- **BRIEF**: Rewrite a stretch of the data below as a numbered list, leaving out any blank lines. Begin at the line that contains "In this exercise you will find the green velvet" and stop after the line that contains "[(381, 647)]".

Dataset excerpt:
***

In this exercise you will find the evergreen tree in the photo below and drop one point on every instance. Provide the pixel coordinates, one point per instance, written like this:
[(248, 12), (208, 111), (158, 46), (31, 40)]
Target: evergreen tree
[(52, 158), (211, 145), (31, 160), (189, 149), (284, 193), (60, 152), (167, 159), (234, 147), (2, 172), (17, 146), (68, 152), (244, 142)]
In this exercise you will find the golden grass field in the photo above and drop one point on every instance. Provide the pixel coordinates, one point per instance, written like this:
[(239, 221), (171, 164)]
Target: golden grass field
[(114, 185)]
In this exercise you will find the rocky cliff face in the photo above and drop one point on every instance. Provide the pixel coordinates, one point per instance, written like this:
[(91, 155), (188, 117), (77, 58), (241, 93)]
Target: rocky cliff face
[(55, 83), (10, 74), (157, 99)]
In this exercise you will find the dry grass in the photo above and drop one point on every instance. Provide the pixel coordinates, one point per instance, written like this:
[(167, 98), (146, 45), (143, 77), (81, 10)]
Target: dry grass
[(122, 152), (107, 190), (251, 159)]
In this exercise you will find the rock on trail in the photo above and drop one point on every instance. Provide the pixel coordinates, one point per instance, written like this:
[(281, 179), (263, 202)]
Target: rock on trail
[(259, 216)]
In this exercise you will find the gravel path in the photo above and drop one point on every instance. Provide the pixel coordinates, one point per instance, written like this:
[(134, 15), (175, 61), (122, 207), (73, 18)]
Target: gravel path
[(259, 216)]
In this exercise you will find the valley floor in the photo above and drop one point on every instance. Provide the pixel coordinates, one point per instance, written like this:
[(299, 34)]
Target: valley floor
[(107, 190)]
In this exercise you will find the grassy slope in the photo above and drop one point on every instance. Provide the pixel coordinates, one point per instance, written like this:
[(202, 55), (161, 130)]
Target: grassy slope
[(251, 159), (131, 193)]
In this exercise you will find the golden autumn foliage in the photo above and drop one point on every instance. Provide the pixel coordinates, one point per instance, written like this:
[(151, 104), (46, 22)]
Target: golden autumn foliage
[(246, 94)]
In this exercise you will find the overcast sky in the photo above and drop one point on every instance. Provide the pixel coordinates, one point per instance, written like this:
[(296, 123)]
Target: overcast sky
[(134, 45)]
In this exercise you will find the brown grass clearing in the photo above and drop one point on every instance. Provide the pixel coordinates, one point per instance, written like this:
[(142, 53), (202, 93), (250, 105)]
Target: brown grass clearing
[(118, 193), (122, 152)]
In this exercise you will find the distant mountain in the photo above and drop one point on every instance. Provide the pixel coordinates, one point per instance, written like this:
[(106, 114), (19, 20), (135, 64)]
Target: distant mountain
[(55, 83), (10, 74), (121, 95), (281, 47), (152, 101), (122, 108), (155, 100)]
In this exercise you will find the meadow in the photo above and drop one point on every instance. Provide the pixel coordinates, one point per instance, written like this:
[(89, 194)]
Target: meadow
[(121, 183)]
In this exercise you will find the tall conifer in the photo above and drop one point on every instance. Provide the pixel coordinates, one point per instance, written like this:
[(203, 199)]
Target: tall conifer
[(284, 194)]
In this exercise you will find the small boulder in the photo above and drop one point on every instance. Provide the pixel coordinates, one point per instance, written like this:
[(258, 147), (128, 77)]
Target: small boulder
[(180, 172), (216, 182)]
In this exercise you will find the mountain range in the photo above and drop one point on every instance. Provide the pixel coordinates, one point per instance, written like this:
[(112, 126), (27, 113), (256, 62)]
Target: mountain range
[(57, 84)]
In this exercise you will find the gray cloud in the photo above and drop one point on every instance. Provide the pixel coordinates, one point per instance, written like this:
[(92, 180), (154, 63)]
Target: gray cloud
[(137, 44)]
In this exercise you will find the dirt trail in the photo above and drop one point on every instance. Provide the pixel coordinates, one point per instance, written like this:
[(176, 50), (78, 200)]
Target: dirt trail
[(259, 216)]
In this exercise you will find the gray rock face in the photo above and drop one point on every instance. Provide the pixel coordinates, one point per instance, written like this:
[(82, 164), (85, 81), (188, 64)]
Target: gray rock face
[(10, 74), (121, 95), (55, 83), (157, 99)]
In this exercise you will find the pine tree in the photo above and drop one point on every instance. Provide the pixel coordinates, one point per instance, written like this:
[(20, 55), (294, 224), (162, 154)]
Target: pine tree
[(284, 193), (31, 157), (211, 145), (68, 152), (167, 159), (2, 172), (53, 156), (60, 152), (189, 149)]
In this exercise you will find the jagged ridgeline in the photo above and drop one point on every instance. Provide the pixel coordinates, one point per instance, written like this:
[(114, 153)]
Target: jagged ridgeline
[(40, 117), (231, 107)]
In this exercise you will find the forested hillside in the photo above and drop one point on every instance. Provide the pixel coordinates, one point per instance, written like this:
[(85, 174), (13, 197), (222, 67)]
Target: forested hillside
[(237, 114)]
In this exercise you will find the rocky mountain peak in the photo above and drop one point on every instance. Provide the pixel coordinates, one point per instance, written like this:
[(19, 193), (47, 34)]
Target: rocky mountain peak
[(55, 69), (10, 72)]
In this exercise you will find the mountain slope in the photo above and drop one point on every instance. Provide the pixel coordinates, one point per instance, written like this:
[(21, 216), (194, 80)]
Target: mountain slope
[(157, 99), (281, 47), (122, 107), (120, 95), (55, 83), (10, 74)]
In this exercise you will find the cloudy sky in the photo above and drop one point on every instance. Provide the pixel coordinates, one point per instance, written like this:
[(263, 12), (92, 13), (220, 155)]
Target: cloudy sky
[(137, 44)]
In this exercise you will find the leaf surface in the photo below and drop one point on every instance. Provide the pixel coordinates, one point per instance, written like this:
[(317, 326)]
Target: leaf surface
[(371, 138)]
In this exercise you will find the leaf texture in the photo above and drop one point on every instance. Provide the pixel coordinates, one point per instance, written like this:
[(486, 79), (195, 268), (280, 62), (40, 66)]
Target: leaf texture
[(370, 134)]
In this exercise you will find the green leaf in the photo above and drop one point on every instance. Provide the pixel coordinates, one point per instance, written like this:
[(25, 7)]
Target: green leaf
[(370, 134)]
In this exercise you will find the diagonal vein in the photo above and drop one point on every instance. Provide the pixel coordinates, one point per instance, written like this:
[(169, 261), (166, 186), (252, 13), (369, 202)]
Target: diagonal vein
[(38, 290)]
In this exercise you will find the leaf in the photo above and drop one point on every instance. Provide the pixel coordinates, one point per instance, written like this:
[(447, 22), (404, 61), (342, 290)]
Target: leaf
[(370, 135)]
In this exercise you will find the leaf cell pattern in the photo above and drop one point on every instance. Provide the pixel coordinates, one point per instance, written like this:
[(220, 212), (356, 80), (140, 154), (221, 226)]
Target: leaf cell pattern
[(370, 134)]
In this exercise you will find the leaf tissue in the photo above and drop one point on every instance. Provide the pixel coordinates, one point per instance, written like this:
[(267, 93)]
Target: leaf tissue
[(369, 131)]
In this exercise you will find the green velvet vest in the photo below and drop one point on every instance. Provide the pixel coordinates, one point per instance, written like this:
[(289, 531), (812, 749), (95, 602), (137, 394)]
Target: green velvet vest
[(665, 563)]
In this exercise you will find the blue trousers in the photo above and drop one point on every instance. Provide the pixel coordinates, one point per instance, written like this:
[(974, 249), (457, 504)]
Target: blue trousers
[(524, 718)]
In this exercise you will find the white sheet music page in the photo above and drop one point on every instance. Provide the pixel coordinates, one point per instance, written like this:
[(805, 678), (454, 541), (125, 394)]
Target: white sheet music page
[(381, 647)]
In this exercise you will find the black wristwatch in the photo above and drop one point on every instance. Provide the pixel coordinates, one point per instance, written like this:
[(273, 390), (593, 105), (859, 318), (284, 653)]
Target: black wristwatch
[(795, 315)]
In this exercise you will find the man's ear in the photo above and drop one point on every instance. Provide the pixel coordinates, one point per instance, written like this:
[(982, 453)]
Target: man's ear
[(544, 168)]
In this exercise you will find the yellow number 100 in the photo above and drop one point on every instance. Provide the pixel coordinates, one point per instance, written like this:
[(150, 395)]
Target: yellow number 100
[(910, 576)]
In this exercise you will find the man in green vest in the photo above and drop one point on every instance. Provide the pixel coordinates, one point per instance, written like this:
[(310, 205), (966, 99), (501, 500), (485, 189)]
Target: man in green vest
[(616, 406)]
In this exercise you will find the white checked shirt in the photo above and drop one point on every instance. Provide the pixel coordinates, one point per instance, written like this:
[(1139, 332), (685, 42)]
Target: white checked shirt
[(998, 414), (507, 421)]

***

- **EXERCISE SOLUTION**:
1. In this exercise you will find the green velvet vest in the photo below and drop one point on every instance. Provide the pixel coordinates, one point per instance, written like this:
2. [(289, 531), (812, 749), (95, 602), (137, 394)]
3. Target: green velvet vest
4. [(665, 563)]
5. In this exercise you will find the blue trousers in the photo above and drop one point on every instance. Provide the pixel coordinates, one point per instance, written like this:
6. [(974, 249), (457, 504)]
7. Target: blue trousers
8. [(524, 718)]
9. In this exercise you will find the white sheet music page in the photo above and drop one point on every instance. Provide the pixel coordinates, one point per instance, written like this:
10. [(805, 678), (454, 541), (125, 394)]
11. Target: white sheet music page
12. [(381, 647)]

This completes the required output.